Box Turtle Care Sheet

Congratulations on your new box turtle. Box turtles have been known to live for 150 years. If you follow the advice given below, you will help yours to achieve a long and healthy life.

Your box turtle cannot live on lettuce. He is a meat eater. In nature he eats live and dead creatures (the whole animal). This gives him all of his nourishment. He will also eat various fruits and vegetables when he is in the mood to do so. In captivity, you must try to imitate his natural environment. His physical and psychological needs must be met. He cannot meet these needs in a fish aquarium. HE IS AN OUTDOOR TURTLE. Don’t stick him into an aquarium. This is CRUEL!

The following is a list of foods he should eat: canned dog food, dry dog food which has been softened by soaking in warm water, little bits of raw steak, snails, earthworms, mealworms and crickets. He may enjoy corn on the cob (raw), strawberries, tomatoes, melons, especially cantaloupe, peaches, apricots and sometimes they will nibble on lettuce. Leftover chicken and turkey, cooked, bones and all, should be offered also.

Box turtles need water to drink, to soak in, and to ‘eliminate waste’ in. He cannot swim, therefore, never put him in water too deep. A large clay or plastic flower pot saucer is suitable. He also needs a place to hide and to sleep which can be a nice big pile of dried leaves and grass clippings which have NEVER been exposed to insecticide or fertilizer. Or, you can build him a cozy wooden house (a dog house if fine) and add some leaves and grass clippings or even shredded newspaper. The turtle must feel secure at all times.

Once a week or so, put a drop or two of “Drop A Day” vitamins birds (or dogs or cats) by Geisler, in his water or on his food. This product is fat-soluble and will not get him all gummed up and it will ensure that he is getting enough Vitamin A which is vital for his health and prevents many illnesses.

*EXERCISE DATA*.

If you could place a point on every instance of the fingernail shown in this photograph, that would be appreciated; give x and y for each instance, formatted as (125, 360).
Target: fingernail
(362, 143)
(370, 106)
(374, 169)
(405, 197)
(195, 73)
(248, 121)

*EXERCISE REQUIREMENTS*.
1) Answer these questions from the box turtle care sheet:
(a) How long have box turtles been known to live?
(b) What container does the sheet suggest for the turtle's water?
(c) How often should the vitamin drops be given?
2) Pick up the box turtle care sheet after its last sentence and continue it.
The listing has no connection to the box turtle care sheet.

*ANSWERS TO THIS EXERCISE*.
1)
(a) 150 years.
(b) A large clay or plastic flower pot saucer.
(c) Once a week or so.

2)
Your box turtle may safely hibernate outdoors (unless of course, you live in North Dakota!!!) but he must never be in an area where it floods deeply. Instead of allowing him to dig face down into the mud and possibly drown, towards the end of summer, begin building up a high pile of dried grass clippings and leaves. You will find that your turtle will go into this area and not under it. A small wooden structure can also be provided, such as a dog house and this can be filled with clean grass clippings and leaves and shredded newspaper. If you do not have an area in your yard that does not flood, then you can put the box turtle into a box also filled with grass clippings, etc., moisten it and store him in your garage for the winter, making sure that the turtle remains MOIST. He will dehydrate quickly otherwise. Keep the box up off of the floor away from drafts and rats. Depending on the weather, box turtles usually hibernate from about the end of October until sometime in March. He will be sluggish upon awakening. Make sure that there is water available to him and in a few weeks he will be acting like his old self again.

If your box turtle develops a runny nose and swollen eyes, bring him indoors and keep him warm (86 degrees or more) constantly. NEVER ALLOW A TURTLE TO HIBERNATE IF HE IS INJURED OR SICK. Let him soak in warm water up to his nose with a few drops of the vitamins mentioned above in the water for an hour or even more a day. More in the summertime. Often, just the water therapy brings about a cure because the turtle is just dehydrated. If no improvement is seen in a week or two, consult a veterinarian or a person experienced in treating turtles and tortoises.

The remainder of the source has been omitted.